Not Everyone is Beautiful

(Image from Fashion Oracles)

Hear me out. Unpopular opinion time but if you stick with me you’ll see what I’m saying. I have a pet peeve with the current movement that everyone should be able to be a model because everyone is beautiful. I might get some flack for this so I’m going to conveniently forget who it was and how they were different. But there was a model a while back at New York fashion week to walked the runway and everyone was talking about how beautiful she was. She isn’t. But I want that to be okay. It drives me crazy because, objectively, not everyone is beautiful. (And not everyone finds the same thing or the same attributes attractive or desirable.) The main reason it makes me so irritated though is because of some of the more insidious messages that are behind it. Especially women in our culture are raised to believe that their only value comes from the way they look. What if… wild idea here… not everyone is beautiful. Just like not everyone is good at math and not everyone is good at building things with their hands? Why can we accept that “oh… I’ve always been bad at math” is totally normal and requires no argument. But “oh… I’ve always been a little funny looking” requires someone to say “no! Don’t talk like that! You’re beautiful!” Not to mention I don’t want to have to try to be beautiful. Why do I need to put on makeup in order to appear professional? (Don’t worry, I cut that shit out.)

Even the people that we have decided as a culture are beautiful are then reduced to being nothing but beautiful. Audrey Hepburn is remembered for being beautiful, she was an amazing humanitarian because of growing up in German occupied Belgium. But that’s not sexy. Or Hedy Lamarr who invented technology for radio controlled torpedoes that is still used in modern WIFI. Why are we still shocked that an attractive person is smart? (The list goes on, if you find that interesting I highly recommend some research.)

It has also really bothered me in the music industry. I have had lots of friends who are extremally gifted musicians who were not able to break into the industry. It seems like in (not so) recent years now that music videos are a thing pure musical talent isn’t enough. It is not enough to be a great musician you also have to be culturally attractive and have style and be charming in interviews. I’ve seen amazing musicians who can barely speak to the crowd in between songs. Explain to me why they are less worthy of a career than a musician with less talent who is good at working the crowd.

•••••

#### [Tasks to perform]
1. Condense the post's paragraph beginning "Even the people that we have decided" into a short bulleted list that keeps its main facts.
2. Set down the words of the post from "It has also" to "working the crowd." without changing anything.

#### [Dataset content]
•••••

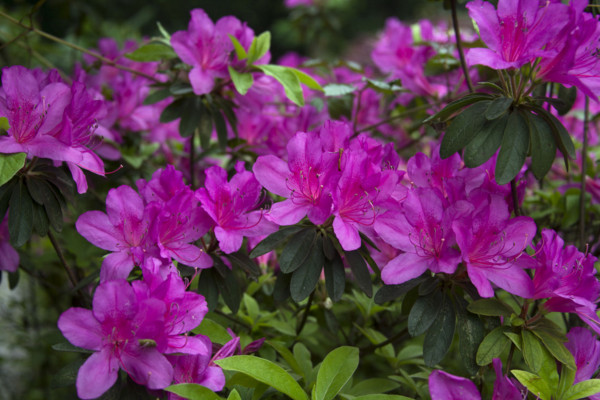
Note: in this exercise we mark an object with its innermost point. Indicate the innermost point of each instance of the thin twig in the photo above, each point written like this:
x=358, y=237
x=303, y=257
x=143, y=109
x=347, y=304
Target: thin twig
x=76, y=47
x=306, y=312
x=461, y=53
x=63, y=261
x=583, y=175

•••••

#### [Answers by task]
1.
- People our culture considers beautiful are reduced to being nothing but beautiful.
- Audrey Hepburn is remembered for her beauty, though she was an amazing humanitarian because she grew up in German-occupied Belgium.
- Hedy Lamarr invented technology for radio-controlled torpedoes that is still used in modern WiFi.
- The writer asks why people are still shocked that an attractive person is smart, and recommends researching further examples.

2.
It has also really bothered me in the music industry. I have had lots of friends who are extremally gifted musicians who were not able to break into the industry. It seems like in (not so) recent years now that music videos are a thing pure musical talent isn’t enough. It is not enough to be a great musician you also have to be culturally attractive and have style and be charming in interviews. I’ve seen amazing musicians who can barely speak to the crowd in between songs. Explain to me why they are less worthy of a career than a musician with less talent who is good at working the crowd.